* Prompt *
Collect every line in the data below that contains the string "curtain", and copy each such line in full. The match is case-sensitive.
_ _ _ _
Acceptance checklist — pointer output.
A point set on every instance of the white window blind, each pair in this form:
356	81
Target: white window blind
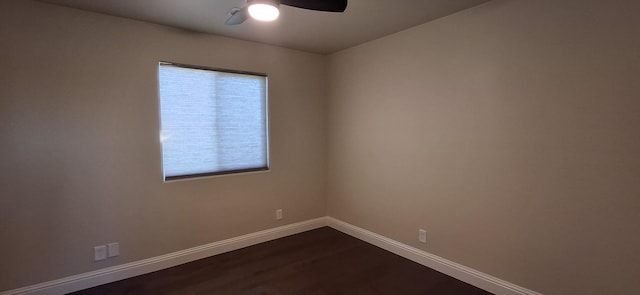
212	122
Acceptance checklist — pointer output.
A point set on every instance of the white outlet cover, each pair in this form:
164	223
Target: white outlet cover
113	249
99	253
422	236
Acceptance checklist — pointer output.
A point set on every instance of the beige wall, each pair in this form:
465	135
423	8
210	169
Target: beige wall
509	131
79	146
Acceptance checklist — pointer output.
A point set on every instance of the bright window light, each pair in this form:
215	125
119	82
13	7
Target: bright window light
264	12
212	122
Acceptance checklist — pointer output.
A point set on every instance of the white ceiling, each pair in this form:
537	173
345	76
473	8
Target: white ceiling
312	31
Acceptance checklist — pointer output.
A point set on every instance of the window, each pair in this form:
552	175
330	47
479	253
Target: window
212	121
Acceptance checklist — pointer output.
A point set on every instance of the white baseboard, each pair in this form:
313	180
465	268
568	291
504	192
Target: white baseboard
116	273
120	272
450	268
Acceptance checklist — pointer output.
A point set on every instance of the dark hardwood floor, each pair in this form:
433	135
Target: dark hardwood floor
319	262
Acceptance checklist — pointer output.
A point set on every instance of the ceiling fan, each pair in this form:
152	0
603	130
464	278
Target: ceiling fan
268	10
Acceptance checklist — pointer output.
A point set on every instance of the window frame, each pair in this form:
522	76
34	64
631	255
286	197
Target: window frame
194	176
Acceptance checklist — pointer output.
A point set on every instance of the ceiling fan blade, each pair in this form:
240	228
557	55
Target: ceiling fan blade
321	5
237	16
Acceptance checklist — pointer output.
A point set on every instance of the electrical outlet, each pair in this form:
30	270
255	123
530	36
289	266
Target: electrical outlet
113	249
422	236
99	252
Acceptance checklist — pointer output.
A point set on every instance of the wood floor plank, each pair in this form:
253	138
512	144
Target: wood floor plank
318	262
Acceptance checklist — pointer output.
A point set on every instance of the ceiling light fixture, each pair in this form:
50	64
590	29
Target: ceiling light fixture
264	10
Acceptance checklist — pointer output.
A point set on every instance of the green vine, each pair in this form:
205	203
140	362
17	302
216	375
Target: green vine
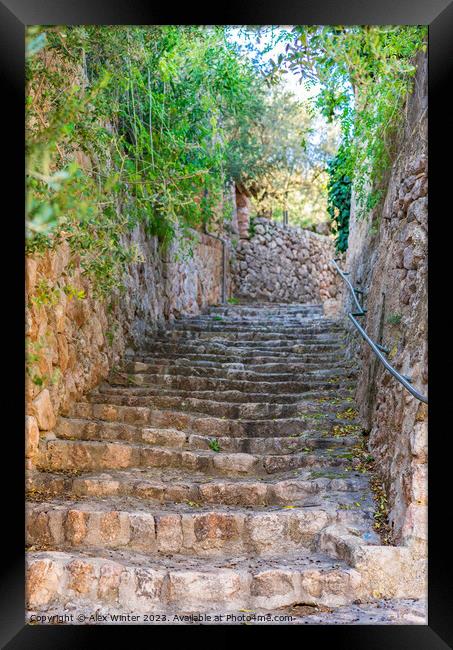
339	199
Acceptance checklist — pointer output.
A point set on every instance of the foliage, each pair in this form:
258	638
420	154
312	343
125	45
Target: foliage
127	125
364	74
282	159
214	445
339	198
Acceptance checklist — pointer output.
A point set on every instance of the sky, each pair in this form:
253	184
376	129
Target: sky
291	80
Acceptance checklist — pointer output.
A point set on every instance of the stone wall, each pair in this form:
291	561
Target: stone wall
387	258
72	342
285	264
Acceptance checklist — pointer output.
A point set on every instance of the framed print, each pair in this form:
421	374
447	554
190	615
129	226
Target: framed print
226	321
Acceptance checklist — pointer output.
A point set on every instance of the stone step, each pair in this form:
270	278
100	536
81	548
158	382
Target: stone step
88	429
162	365
247	340
222	358
235	332
89	455
132	525
220	409
340	399
199	422
134	583
302	487
220	323
185	370
343	379
246	347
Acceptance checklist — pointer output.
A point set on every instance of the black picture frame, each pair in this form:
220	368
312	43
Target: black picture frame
438	14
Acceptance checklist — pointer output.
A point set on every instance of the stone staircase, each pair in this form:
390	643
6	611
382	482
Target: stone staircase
214	471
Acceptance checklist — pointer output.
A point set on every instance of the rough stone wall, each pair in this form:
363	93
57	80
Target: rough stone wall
285	264
72	343
387	258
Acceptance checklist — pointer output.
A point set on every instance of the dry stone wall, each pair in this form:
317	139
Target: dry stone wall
387	258
285	264
72	343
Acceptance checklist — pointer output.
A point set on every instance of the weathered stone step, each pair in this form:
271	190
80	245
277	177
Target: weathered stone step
220	409
269	311
303	487
247	347
87	429
133	525
198	422
159	365
251	331
133	582
343	379
184	370
247	339
391	611
224	358
88	455
335	398
220	323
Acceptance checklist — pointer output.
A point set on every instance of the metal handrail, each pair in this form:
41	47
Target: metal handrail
378	350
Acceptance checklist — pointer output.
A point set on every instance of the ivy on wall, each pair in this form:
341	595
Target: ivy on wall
339	198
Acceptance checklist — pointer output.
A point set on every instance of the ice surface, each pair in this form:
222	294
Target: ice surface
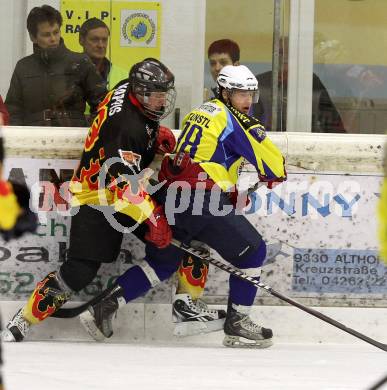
84	366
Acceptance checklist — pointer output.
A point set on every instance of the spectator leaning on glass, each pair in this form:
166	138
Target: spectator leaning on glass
94	38
221	53
51	86
325	117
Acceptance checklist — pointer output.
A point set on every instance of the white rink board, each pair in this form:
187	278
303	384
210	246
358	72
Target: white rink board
320	224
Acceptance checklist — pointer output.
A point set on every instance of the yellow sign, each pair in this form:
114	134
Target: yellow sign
134	27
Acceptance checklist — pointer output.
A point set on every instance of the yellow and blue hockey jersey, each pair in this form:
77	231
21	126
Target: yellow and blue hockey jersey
219	138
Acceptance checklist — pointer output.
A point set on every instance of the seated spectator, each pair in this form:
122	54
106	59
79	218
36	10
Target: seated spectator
221	53
4	115
325	117
51	86
94	37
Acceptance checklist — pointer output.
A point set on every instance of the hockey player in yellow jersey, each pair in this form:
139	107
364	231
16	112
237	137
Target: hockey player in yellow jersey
188	309
216	139
193	272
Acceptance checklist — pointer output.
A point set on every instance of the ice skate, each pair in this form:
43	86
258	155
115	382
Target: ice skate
98	319
194	317
16	329
241	332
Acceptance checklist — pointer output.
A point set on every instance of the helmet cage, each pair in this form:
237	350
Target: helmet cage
151	76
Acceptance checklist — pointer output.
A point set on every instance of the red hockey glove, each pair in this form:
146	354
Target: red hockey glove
166	141
160	233
239	200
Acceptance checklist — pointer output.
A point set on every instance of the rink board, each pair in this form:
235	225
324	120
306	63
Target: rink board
320	225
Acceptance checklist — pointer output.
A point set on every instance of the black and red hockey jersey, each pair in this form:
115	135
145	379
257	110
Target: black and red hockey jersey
119	146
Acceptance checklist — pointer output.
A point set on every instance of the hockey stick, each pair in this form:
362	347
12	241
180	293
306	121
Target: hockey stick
234	271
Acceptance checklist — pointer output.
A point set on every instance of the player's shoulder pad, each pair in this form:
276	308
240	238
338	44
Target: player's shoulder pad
117	100
250	124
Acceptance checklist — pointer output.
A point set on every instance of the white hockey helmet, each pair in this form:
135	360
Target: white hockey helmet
237	78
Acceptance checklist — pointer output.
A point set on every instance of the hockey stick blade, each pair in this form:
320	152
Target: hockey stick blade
234	271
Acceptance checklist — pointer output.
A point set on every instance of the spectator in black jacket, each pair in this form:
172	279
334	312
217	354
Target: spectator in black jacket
51	86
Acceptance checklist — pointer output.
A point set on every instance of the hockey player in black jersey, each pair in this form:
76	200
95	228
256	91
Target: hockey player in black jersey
109	187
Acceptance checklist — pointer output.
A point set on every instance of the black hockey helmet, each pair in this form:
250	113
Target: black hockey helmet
150	75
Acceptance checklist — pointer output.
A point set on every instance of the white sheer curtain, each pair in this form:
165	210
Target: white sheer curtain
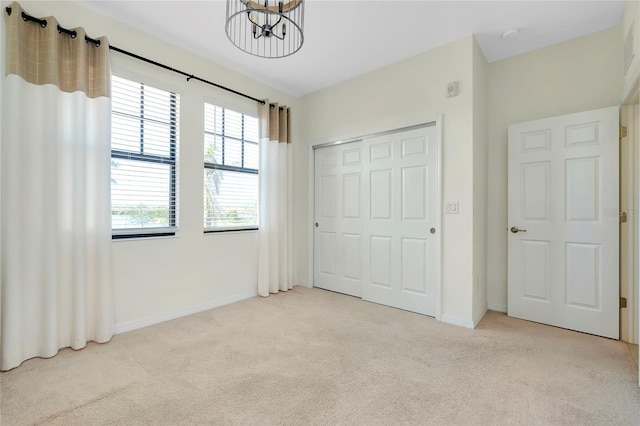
56	213
274	269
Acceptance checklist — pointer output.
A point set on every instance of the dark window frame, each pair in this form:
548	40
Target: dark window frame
171	160
224	167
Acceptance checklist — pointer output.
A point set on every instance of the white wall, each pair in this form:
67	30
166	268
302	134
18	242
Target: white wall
631	15
480	180
577	75
161	278
405	93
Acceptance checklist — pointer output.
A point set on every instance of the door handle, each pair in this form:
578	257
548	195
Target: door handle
515	230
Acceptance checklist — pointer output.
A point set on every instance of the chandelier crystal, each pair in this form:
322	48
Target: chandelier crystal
267	28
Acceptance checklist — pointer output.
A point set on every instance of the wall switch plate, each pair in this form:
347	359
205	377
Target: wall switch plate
451	207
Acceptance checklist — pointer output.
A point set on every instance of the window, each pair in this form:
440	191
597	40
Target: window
144	135
230	170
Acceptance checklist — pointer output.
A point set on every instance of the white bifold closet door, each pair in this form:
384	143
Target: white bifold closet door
376	217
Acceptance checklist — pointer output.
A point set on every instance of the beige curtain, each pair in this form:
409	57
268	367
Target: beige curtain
274	268
56	207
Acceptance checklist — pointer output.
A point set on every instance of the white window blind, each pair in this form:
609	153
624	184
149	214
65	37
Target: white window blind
230	170
144	150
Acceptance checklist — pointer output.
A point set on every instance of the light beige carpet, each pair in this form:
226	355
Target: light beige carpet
316	357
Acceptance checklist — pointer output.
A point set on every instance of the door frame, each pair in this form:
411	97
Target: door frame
437	123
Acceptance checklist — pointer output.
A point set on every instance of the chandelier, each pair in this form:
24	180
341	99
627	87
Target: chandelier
267	28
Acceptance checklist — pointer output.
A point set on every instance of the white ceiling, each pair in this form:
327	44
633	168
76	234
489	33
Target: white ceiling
344	39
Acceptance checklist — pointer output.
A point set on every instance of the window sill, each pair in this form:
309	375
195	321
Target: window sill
138	237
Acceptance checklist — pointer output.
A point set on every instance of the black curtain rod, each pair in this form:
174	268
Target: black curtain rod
73	34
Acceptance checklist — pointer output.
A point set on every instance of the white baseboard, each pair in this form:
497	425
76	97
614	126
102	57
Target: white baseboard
477	320
156	319
498	308
457	321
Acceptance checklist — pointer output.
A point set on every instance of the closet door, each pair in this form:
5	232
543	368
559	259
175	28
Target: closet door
338	218
402	243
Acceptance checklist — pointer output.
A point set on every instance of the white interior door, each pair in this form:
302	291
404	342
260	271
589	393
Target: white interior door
401	254
338	218
563	219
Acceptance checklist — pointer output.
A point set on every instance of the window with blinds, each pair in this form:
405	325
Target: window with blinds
144	149
230	170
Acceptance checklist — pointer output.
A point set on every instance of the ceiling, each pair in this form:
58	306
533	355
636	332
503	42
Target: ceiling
344	39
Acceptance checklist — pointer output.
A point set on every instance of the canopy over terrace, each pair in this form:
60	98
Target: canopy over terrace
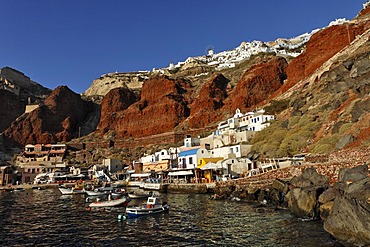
_ _ _ _
* Response to this exercise *
A point set on every instance of the white sheer curtain, each pair in this form:
Target: white sheer curtain
A point set on every instance of the beige curtain, each pair in this form:
Target: beige curtain
A point set on every instance of the black curtain rod, each pair in this form:
Target: black curtain rod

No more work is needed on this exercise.